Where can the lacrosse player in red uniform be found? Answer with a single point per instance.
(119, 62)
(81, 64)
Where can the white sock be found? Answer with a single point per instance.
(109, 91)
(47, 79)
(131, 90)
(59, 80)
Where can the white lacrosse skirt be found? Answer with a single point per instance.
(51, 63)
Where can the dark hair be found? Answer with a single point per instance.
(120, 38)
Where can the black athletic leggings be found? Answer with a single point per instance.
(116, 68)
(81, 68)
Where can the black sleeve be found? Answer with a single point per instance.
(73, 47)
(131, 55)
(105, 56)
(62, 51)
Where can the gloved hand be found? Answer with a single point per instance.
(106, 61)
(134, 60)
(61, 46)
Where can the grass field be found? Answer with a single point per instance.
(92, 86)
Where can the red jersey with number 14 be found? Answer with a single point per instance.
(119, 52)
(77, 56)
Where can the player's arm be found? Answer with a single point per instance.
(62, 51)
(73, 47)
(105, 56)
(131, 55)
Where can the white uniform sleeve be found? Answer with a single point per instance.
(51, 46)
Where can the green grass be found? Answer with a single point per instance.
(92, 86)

* Written task
Retype exactly, please, each line from the line that contains "Where can the white sock" through the last line of the entries above, with nothing added.

* Answer to the problem
Where can the white sock be found? Answer with a single point per instance.
(109, 91)
(47, 79)
(131, 90)
(59, 80)
Where can the white lacrosse skirt be found? Answer with a single point per instance.
(51, 63)
Where can the dark hair be found? Answer with a single point per instance.
(120, 38)
Where can the black athletic leggings be found? Answer with a single point per instance.
(116, 68)
(81, 68)
Where can the black sleeve be found? Answer with a single point per instance.
(73, 47)
(131, 55)
(105, 56)
(62, 51)
Where can the gloved hand be found? Answer with a single point per instance.
(106, 61)
(134, 60)
(61, 46)
Where can the grass field be found? Answer with a single point per instance.
(92, 86)
Where can the red jersey with number 14 be found? Answer with a single point per instance.
(119, 52)
(77, 56)
Where can the player's arm be found? Answer with a single point per instance.
(62, 51)
(73, 47)
(105, 56)
(131, 55)
Where can the white uniform sleeve be found? Answer with a single point per instance.
(51, 46)
Where can the green grass be found? Answer with a single point per instance.
(92, 86)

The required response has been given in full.